*Document section*:
The colors don't add and I think her face and hand stand out more in a BW. 
Then my eyes are concentrated on her and the framing elements. 



 

The bald guy with a gun picture doesn't tell me anything.
He is submerged in a picture with lots of things that pull me eye. The gun is almost hidden and he's looking at his phone.
Yes, I can make up a story and center it around him but the picture has too many distracting incoherent elements for my taste.


----------



## wayler (Jun 3, 2015)

@Designer - you're right, there were a few other photos I could have posted that would have made things a little more clear what the protest was about, but they included some clothing and signs that might have violated TOS here. Can anyone clarify that for me? An example would be a photo where the subject was a sign that said "F*** ISIS, NOT ISLAM", would that be permissible here?


----------



## wayler (Jun 3, 2015)

@The_Traveler - Wow, thanks a lot! All great points and I really like your BW version. With the bald guy, I think it is a case of the result not lining up with what I wanted the photo to be at the time of taking and being willing to let go of those


----------



## waday (Jun 3, 2015)

It's good to see so many people supporting diversity.



MOREGONE said:


> these imbeciles are about to start walking down the same path as the radical Islamist and Christian crusaders...


They already are.. the news just doesn't report it.

*Listed entries*:
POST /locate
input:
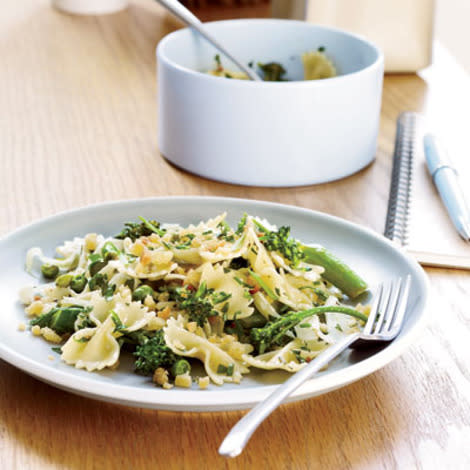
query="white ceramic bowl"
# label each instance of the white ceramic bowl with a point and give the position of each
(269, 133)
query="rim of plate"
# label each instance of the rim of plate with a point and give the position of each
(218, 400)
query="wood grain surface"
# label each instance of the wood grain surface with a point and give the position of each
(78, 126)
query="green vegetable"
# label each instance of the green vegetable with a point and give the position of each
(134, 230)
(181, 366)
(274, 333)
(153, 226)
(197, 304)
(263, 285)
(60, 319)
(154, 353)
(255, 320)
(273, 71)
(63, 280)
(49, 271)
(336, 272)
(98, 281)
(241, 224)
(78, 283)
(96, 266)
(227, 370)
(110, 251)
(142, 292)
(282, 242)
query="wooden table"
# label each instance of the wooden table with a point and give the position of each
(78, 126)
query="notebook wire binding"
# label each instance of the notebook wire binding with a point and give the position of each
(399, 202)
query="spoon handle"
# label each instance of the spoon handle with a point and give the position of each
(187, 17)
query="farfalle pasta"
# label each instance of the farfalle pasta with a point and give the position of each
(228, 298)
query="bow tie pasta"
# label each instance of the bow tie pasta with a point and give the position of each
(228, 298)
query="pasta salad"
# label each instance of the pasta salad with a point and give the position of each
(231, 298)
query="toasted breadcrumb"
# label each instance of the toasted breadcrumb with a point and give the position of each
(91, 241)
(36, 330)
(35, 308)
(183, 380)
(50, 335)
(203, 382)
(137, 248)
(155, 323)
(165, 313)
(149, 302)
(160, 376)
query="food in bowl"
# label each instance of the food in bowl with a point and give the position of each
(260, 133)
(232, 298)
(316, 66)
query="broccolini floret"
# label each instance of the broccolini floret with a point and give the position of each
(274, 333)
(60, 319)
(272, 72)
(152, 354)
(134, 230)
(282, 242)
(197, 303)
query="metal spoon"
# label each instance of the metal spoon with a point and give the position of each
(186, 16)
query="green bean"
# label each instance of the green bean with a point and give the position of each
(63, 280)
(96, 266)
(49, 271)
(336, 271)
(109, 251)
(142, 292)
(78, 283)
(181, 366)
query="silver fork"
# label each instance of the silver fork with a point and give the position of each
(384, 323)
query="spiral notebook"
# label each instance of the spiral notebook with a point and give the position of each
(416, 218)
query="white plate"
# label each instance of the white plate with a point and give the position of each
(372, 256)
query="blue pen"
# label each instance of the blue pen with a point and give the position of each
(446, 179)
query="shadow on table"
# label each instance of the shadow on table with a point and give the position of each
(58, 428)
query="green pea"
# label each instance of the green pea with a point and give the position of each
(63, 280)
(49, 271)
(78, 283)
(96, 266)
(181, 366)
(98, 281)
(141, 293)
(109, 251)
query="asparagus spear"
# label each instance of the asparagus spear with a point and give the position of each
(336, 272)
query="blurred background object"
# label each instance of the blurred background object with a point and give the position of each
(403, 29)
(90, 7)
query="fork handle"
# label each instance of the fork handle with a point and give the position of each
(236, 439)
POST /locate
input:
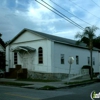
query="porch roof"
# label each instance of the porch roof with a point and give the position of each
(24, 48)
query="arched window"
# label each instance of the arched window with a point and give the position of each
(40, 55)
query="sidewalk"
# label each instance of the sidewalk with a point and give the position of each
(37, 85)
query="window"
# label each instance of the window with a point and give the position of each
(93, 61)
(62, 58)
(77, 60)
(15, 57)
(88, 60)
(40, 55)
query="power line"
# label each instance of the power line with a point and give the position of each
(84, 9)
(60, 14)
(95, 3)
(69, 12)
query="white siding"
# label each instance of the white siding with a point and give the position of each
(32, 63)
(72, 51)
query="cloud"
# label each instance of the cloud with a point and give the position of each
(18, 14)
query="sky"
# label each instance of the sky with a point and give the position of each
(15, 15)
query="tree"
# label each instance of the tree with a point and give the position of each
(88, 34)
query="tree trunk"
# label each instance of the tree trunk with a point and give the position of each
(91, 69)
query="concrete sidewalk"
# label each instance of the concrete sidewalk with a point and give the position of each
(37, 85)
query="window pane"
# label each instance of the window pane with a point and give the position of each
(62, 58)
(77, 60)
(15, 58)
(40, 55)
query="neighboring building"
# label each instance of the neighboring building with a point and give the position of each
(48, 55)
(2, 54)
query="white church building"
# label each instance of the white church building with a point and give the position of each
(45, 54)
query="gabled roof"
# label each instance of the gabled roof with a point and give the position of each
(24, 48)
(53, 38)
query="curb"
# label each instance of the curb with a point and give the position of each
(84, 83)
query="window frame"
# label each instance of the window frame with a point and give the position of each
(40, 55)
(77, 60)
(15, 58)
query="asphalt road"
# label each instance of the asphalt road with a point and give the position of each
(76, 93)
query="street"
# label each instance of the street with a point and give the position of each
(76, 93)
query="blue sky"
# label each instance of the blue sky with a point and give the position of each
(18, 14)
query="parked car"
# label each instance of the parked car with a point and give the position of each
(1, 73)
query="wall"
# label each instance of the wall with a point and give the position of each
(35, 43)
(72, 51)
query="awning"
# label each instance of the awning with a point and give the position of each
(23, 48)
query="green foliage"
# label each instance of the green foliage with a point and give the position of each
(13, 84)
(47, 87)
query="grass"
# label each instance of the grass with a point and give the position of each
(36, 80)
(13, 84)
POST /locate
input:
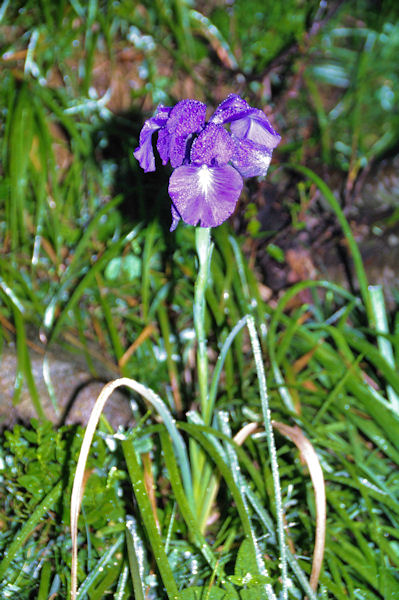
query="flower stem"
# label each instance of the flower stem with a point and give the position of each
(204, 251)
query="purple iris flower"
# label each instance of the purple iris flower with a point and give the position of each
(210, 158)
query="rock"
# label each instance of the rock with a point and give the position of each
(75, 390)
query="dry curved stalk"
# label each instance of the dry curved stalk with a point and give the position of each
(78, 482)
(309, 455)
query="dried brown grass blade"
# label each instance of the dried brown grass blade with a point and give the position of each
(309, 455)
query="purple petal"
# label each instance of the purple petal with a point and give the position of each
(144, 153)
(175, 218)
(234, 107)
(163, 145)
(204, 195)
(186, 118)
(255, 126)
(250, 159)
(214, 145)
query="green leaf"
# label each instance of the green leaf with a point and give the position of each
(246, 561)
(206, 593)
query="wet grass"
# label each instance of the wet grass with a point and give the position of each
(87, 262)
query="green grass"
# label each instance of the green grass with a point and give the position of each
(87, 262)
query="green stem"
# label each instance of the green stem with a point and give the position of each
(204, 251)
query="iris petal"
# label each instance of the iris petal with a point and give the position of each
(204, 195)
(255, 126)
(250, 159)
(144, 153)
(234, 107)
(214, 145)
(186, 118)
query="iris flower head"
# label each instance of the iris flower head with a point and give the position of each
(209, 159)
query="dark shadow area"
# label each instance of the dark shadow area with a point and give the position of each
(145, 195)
---
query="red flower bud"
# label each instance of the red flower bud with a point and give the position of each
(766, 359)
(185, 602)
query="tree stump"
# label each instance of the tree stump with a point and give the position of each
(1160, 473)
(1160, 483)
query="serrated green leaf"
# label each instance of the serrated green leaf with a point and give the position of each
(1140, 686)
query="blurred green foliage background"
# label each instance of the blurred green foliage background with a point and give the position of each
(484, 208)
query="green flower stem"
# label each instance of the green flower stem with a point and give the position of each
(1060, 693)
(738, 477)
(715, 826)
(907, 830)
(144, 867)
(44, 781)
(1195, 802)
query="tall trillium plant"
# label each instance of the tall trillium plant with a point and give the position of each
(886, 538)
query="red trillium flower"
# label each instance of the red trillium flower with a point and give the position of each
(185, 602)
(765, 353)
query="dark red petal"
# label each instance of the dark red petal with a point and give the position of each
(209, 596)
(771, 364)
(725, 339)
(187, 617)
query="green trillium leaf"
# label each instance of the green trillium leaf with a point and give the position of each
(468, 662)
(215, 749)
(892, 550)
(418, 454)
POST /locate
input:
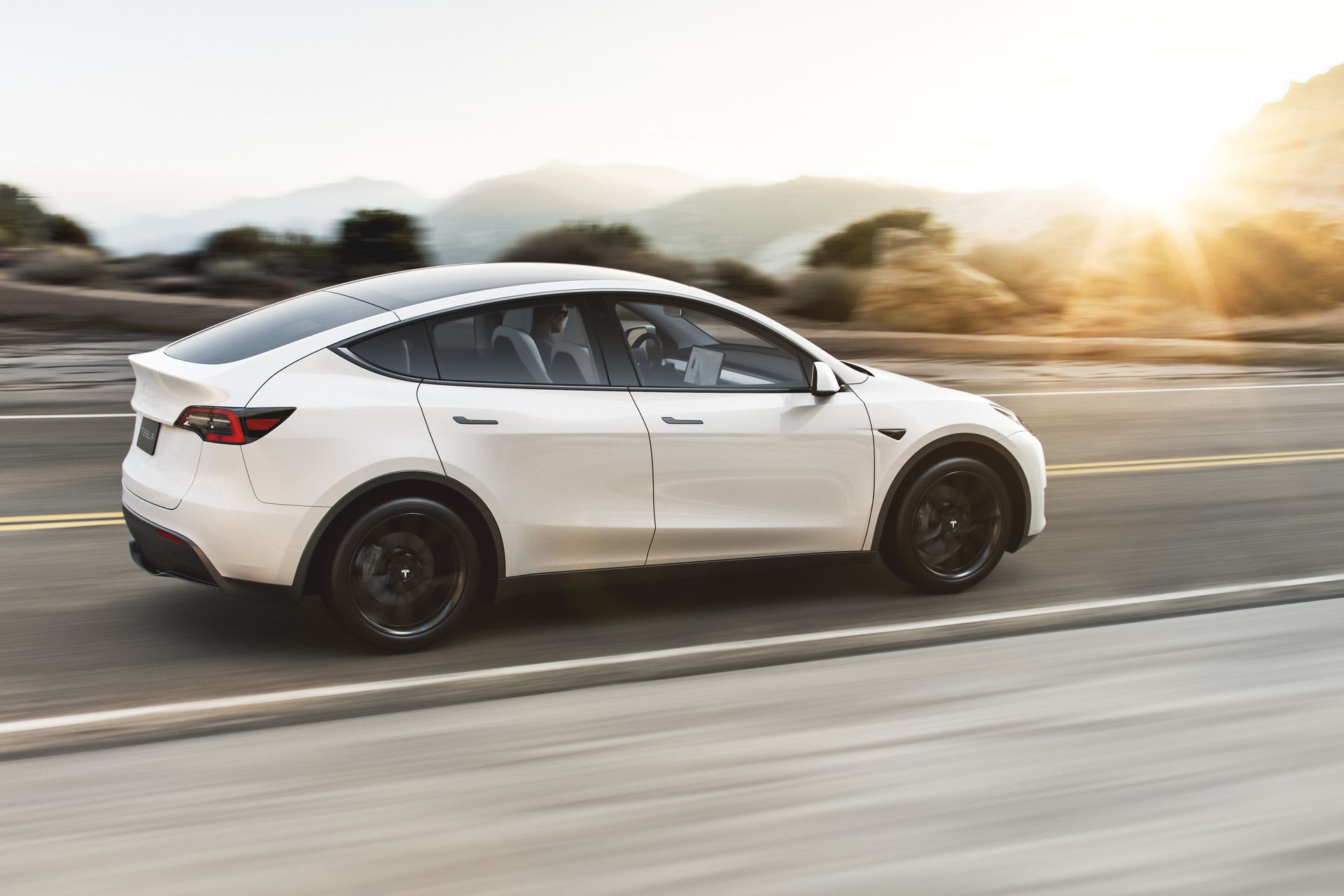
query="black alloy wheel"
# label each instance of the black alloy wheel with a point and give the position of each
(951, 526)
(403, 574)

*Given exercise*: Update everything in the forum thread from "Then my eyes" down to "at his phone.", changing "phone" to "camera". The records are distinct from the forum thread and should be treated as separate material.

*The solution*:
Then my eyes are concentrated on her and the framing elements. 



 

The bald guy with a gun picture doesn't tell me anything.
He is submerged in a picture with lots of things that pull me eye. The gun is almost hidden and he's looking at his camera.